## Required action:
Although the records contain pictures, only their text should be set down, exactly as written.

── Exercise data ──

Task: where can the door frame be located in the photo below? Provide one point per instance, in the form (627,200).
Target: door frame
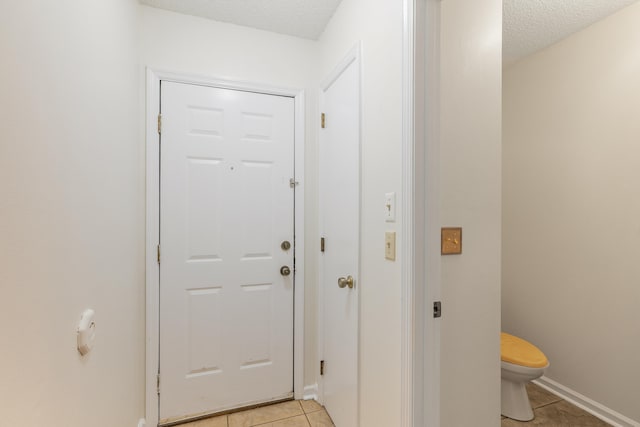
(152,338)
(352,57)
(420,235)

───

## Exercise result:
Task: where can the door frame be located in the photo below? Provide one point per instance, in the form (627,200).
Target: door frame
(152,338)
(352,57)
(420,235)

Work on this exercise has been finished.